▶ Instruction:
Report every line of the records below that contains the word "puppy". Copy each such line in full.
==== Extracted information ====
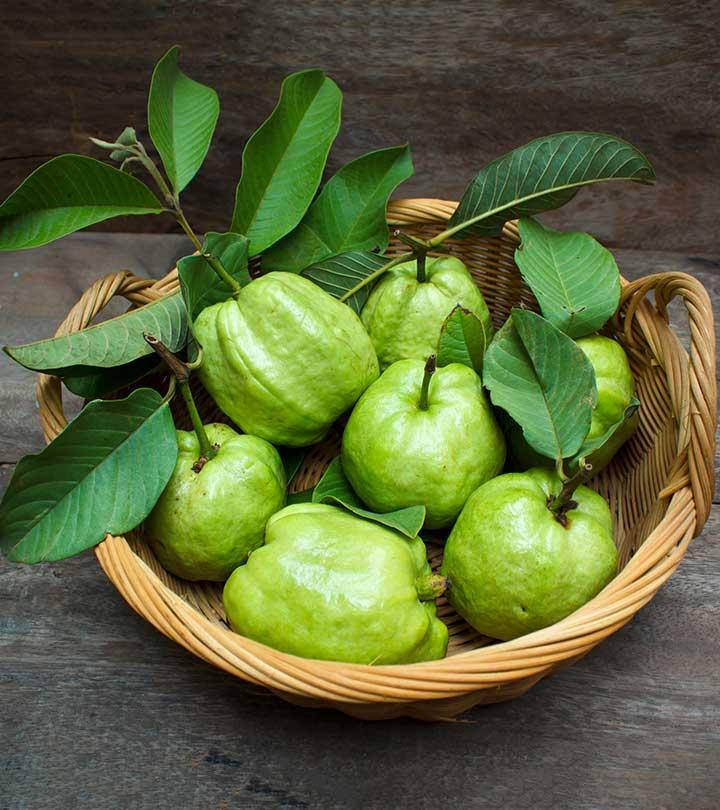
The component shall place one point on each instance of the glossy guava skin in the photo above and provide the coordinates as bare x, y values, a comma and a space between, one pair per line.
330, 585
284, 359
513, 568
396, 455
404, 316
615, 387
206, 523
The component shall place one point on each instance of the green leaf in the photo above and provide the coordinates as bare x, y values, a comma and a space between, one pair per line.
97, 382
341, 273
200, 284
591, 445
182, 114
544, 381
574, 278
543, 175
111, 343
284, 159
348, 215
292, 459
463, 339
68, 193
334, 487
102, 474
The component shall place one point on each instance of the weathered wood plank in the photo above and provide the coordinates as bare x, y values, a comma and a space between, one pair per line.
462, 86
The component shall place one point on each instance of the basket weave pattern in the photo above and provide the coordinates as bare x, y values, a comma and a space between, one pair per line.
659, 487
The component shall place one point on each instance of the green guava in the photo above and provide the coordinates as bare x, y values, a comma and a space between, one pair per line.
284, 359
330, 585
615, 387
206, 523
513, 567
404, 316
396, 453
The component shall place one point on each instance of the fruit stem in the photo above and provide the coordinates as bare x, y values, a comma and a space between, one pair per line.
430, 367
182, 374
561, 504
430, 586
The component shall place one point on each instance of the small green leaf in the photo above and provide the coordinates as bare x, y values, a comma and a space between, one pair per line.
66, 194
348, 215
199, 283
97, 382
284, 159
102, 474
463, 339
111, 343
542, 175
182, 115
591, 445
341, 273
334, 487
544, 381
574, 278
292, 459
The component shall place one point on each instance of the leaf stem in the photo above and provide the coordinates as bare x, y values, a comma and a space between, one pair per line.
430, 367
403, 257
182, 374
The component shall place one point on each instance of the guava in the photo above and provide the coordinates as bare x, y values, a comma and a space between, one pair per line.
212, 514
404, 316
514, 566
284, 359
422, 437
330, 585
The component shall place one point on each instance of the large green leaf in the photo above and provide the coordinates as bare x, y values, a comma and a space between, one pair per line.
334, 487
284, 159
68, 193
542, 175
348, 215
463, 339
544, 381
103, 473
201, 287
182, 114
111, 343
574, 278
340, 274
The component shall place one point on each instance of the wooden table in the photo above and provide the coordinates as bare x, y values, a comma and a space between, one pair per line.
98, 710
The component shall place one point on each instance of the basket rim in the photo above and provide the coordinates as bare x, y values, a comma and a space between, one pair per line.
686, 506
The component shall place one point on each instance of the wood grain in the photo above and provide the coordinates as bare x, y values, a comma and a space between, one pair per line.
463, 84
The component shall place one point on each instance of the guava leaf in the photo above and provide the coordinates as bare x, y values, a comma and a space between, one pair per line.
348, 215
544, 381
182, 115
334, 487
284, 159
574, 278
199, 283
102, 474
110, 343
66, 194
463, 339
543, 175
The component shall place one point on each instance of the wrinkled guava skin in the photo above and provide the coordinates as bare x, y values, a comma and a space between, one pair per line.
396, 455
404, 316
513, 568
206, 523
330, 585
284, 359
615, 386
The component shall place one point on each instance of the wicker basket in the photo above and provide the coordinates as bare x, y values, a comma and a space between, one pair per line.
660, 489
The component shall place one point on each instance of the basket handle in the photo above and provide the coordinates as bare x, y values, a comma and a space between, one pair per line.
136, 290
699, 436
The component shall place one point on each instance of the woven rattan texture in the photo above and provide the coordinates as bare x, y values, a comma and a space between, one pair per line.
659, 487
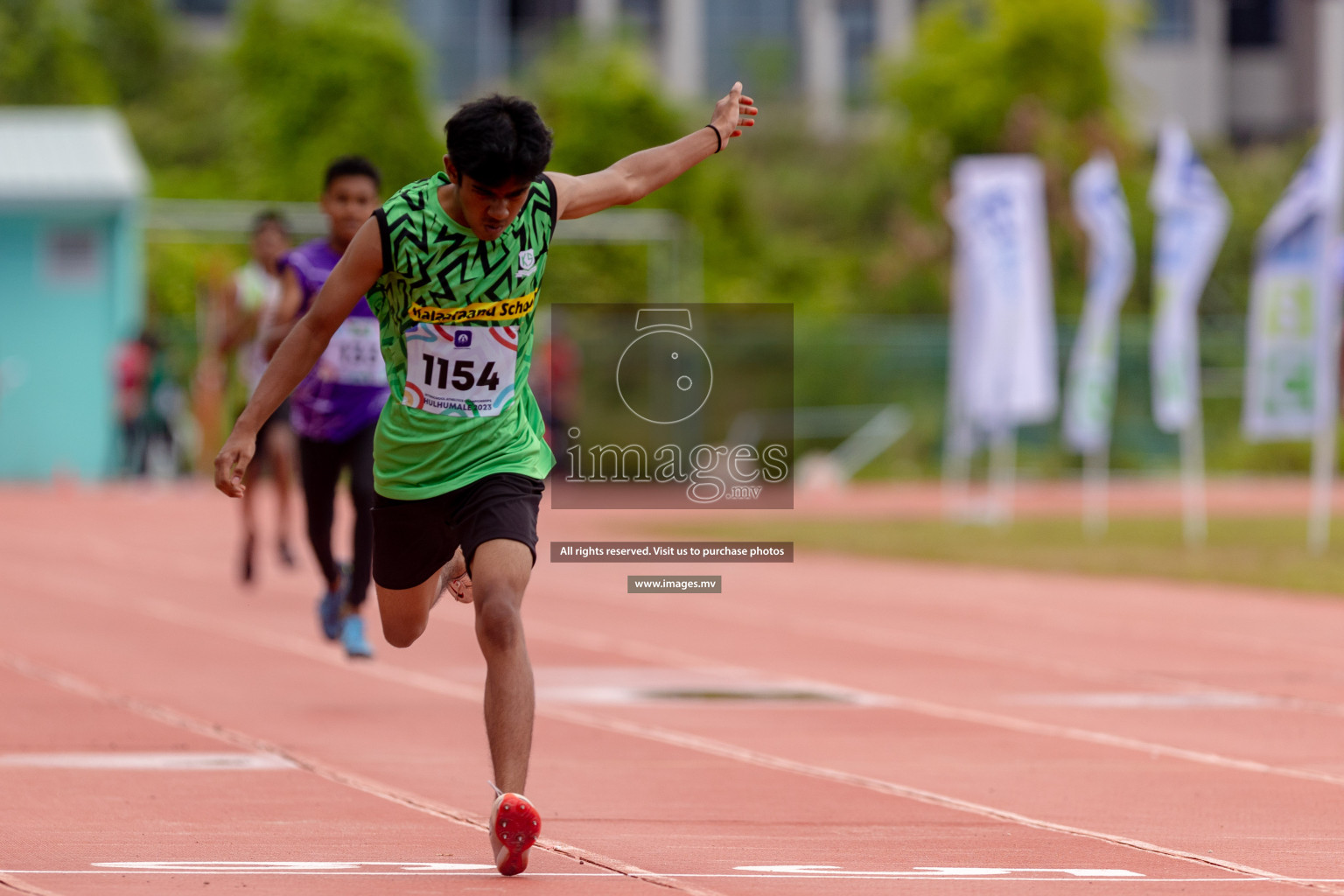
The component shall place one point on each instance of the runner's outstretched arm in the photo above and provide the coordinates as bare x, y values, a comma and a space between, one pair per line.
351, 278
636, 176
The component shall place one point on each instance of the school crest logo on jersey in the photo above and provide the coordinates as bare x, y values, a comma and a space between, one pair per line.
526, 263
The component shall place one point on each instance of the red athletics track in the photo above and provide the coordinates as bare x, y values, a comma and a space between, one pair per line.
988, 732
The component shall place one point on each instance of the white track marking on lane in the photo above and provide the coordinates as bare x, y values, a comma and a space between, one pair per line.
183, 760
10, 883
165, 715
173, 612
932, 645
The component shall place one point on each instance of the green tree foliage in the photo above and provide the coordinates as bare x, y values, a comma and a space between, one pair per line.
1003, 75
45, 58
326, 80
130, 38
976, 60
604, 101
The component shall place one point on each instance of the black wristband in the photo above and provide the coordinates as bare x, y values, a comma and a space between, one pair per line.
717, 136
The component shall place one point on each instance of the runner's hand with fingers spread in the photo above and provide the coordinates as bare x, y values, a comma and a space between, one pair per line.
233, 459
732, 113
458, 582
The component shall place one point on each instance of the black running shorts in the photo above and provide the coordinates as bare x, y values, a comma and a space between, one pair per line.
414, 539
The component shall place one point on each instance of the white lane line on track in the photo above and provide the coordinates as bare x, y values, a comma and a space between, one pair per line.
12, 884
183, 760
165, 715
886, 639
636, 649
172, 612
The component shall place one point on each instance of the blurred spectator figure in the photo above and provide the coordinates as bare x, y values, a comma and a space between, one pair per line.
145, 406
248, 305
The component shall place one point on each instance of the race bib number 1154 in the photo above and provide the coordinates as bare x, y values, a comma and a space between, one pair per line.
463, 371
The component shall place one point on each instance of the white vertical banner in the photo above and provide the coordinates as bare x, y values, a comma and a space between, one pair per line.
1090, 396
1003, 366
1292, 340
1293, 304
1093, 366
1193, 216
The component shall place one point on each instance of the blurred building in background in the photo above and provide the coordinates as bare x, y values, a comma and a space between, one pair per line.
1242, 69
72, 285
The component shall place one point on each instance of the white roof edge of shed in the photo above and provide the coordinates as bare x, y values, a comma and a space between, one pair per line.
66, 153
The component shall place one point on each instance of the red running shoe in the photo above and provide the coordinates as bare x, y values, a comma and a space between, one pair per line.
515, 825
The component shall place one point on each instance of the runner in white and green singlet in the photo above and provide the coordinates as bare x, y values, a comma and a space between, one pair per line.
453, 266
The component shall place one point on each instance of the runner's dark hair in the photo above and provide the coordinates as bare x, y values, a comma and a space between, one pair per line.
499, 137
353, 167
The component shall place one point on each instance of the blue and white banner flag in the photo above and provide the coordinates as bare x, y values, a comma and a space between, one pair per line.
1193, 216
1004, 356
1090, 396
1294, 313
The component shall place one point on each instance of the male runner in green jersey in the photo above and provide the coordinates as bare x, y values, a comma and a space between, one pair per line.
452, 266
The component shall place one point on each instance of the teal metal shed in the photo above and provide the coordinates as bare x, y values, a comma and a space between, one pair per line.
72, 285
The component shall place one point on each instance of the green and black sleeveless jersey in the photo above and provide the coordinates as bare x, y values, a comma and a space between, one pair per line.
456, 316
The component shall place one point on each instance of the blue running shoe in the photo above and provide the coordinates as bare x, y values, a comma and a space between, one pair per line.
328, 614
353, 635
331, 604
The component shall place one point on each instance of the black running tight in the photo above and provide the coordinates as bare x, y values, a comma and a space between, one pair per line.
320, 465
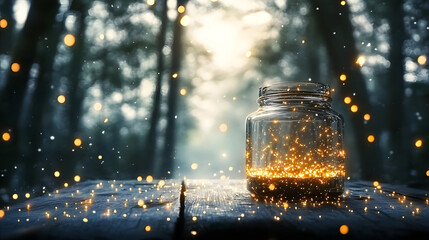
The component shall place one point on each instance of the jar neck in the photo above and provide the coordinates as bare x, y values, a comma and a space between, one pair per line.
295, 94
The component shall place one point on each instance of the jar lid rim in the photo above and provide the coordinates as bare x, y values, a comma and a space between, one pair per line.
294, 88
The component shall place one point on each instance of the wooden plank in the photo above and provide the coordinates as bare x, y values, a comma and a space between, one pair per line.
216, 208
97, 209
213, 209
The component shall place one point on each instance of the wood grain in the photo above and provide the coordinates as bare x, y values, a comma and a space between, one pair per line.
213, 209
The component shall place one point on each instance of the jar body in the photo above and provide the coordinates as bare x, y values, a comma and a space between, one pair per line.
294, 145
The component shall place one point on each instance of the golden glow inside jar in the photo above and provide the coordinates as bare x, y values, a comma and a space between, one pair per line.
294, 144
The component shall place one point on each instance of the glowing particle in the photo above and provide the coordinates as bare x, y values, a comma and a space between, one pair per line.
418, 143
360, 60
77, 142
3, 23
367, 117
5, 136
69, 40
223, 127
98, 106
344, 229
347, 100
184, 21
61, 98
161, 183
150, 2
181, 9
422, 60
149, 178
15, 67
77, 178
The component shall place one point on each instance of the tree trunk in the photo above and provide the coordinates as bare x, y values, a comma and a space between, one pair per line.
170, 133
337, 32
39, 104
152, 136
7, 33
40, 19
400, 155
76, 93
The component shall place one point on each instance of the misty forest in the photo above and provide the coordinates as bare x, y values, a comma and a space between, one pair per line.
121, 89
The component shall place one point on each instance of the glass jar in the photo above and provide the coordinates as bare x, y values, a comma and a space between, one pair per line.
294, 144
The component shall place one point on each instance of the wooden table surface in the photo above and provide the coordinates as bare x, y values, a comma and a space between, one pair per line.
213, 209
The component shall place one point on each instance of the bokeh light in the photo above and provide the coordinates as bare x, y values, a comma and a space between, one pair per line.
69, 40
77, 178
347, 100
344, 229
418, 143
149, 178
15, 67
77, 142
5, 136
181, 9
421, 60
3, 23
150, 2
360, 60
367, 116
61, 99
98, 106
185, 20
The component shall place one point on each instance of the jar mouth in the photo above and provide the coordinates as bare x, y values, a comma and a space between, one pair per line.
295, 91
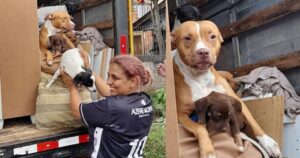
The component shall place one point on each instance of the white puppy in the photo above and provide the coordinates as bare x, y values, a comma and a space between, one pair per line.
73, 65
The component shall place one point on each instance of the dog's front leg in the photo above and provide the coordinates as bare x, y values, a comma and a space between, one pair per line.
56, 74
199, 130
271, 147
235, 130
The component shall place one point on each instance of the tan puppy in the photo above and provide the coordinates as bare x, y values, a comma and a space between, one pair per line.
54, 23
198, 45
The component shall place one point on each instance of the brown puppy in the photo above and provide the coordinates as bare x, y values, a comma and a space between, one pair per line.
54, 23
221, 113
197, 47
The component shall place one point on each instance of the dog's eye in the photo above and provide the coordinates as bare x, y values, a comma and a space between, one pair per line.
188, 38
212, 37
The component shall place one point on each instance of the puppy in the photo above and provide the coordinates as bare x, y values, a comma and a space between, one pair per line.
221, 113
54, 23
73, 65
60, 42
197, 48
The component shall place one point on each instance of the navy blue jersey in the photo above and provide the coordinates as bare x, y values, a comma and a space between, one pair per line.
118, 125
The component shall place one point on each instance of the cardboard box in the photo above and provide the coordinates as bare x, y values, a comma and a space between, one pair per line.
269, 112
19, 58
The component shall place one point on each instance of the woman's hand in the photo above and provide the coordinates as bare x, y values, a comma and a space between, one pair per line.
161, 69
85, 57
67, 79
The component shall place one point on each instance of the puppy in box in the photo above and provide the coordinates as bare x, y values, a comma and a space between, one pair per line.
59, 43
221, 113
73, 64
54, 23
197, 47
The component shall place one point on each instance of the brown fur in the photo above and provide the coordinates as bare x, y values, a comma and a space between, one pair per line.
185, 38
60, 43
221, 113
59, 20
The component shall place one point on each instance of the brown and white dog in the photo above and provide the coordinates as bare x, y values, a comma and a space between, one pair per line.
54, 23
221, 113
197, 47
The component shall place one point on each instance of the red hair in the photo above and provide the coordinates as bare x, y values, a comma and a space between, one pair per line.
133, 66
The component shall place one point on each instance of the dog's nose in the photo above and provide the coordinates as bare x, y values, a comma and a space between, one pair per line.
203, 52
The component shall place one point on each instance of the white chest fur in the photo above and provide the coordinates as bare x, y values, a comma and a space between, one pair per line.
201, 84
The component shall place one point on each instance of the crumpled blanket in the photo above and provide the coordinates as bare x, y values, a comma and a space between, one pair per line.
265, 80
92, 34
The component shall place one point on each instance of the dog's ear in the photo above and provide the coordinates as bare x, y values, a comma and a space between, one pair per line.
49, 17
201, 106
221, 38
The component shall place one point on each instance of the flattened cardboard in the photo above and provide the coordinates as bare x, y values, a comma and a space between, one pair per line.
19, 57
269, 112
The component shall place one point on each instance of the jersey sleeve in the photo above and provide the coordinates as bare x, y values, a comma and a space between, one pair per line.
95, 114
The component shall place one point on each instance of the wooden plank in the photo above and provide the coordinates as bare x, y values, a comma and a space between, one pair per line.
91, 3
106, 24
283, 62
109, 42
260, 18
20, 130
172, 135
268, 112
197, 3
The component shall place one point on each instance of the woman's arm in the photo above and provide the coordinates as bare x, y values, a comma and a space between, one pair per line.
75, 98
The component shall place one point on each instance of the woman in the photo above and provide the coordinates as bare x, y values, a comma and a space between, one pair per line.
118, 124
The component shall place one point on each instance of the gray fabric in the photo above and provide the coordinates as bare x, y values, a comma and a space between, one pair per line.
265, 80
92, 34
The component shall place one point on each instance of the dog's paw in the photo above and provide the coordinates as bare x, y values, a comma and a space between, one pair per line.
241, 148
48, 85
50, 63
208, 153
269, 145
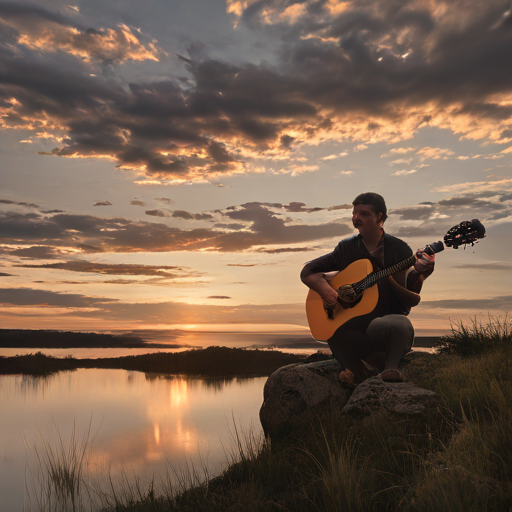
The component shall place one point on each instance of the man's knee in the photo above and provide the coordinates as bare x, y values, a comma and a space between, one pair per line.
391, 326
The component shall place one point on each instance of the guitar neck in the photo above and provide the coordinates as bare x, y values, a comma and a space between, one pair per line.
372, 278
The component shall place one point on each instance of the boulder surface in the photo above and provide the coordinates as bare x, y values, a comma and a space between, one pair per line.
298, 393
398, 397
295, 393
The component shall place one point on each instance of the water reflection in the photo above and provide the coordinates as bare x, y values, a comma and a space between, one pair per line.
138, 421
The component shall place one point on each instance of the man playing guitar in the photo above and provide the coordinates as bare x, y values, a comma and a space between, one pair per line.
373, 342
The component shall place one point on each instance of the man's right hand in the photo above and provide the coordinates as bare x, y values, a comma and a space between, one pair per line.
329, 297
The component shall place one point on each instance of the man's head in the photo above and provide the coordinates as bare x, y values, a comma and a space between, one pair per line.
375, 202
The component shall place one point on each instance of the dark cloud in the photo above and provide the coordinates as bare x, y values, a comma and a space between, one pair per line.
485, 205
94, 234
169, 272
18, 203
333, 74
234, 226
48, 31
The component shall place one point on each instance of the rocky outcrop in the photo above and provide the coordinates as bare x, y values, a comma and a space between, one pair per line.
298, 393
398, 397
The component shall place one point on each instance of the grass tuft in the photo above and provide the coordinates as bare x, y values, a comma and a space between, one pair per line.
477, 337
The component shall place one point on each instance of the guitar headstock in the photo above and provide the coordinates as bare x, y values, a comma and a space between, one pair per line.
467, 232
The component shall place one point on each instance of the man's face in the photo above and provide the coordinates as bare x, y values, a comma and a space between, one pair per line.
365, 219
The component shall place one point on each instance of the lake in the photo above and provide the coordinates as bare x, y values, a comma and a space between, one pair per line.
140, 424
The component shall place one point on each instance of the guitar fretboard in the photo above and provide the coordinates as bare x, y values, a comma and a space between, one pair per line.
372, 278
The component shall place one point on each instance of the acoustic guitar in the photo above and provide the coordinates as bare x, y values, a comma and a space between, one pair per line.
358, 301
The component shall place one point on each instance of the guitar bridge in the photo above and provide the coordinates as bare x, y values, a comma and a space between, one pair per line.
333, 311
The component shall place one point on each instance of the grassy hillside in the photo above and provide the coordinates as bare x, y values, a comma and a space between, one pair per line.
457, 459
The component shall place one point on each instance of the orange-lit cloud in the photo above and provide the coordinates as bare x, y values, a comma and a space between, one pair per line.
347, 71
45, 31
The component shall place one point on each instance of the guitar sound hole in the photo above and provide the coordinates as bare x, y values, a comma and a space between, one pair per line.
348, 296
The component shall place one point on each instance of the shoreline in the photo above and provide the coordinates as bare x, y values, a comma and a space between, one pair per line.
208, 362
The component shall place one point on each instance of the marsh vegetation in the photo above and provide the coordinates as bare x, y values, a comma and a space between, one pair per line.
458, 459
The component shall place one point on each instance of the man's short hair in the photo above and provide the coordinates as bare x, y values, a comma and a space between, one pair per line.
374, 200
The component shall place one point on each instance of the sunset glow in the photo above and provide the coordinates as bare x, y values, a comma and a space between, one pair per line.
207, 157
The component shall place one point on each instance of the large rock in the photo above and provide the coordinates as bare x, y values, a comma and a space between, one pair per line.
297, 393
399, 398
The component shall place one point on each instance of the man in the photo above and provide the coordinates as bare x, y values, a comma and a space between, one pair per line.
366, 346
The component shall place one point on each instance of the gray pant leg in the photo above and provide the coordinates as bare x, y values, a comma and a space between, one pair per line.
392, 334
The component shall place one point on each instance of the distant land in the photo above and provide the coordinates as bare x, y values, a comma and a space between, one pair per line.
29, 338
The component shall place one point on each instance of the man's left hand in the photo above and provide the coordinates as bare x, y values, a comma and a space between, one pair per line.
424, 264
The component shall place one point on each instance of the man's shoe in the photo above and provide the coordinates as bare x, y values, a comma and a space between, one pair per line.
391, 375
347, 377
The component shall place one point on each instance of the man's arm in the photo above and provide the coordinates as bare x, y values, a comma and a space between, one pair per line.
319, 284
313, 276
423, 267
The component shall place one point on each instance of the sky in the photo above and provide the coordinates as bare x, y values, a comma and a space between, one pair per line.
175, 164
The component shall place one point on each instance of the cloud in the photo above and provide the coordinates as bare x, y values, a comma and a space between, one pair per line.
430, 66
485, 266
398, 151
169, 272
503, 302
484, 203
340, 207
404, 172
20, 302
35, 297
164, 200
281, 250
296, 207
46, 31
39, 252
333, 157
181, 214
435, 153
261, 227
157, 213
18, 203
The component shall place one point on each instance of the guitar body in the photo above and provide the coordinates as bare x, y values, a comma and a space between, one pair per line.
361, 308
322, 327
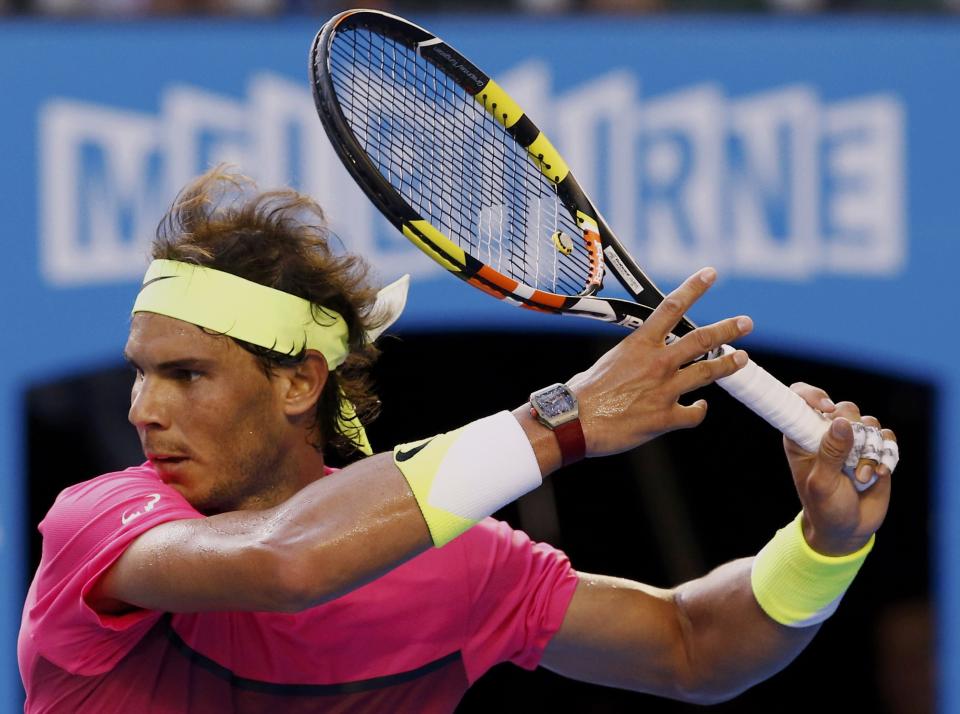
====
▶ Final result:
The component shall place one point on each instance of the white puppy in the photo above and provide the coordinates as bare x, y values, a comma and a space between, one pair per line.
The component shall place one point on each instance of the tan puppy in the photo above and provide the coordinates as bare x, y values, a comma and a space between, one pair per line.
The component shall place one point on each instance of the brown puppy in the photo above and provide the coordinates as bare x, y values, a comma and a space between, one pair per line.
The component shall place one point on each instance of the puppy in the photo above and provide the coordinates as bare x, y values, a comma and a space between, one pair per line.
The component shall place one point on each instance of the puppy in box in the photo above and provide the coordinates as bare x, y values, a comma and a space between, one pair per line.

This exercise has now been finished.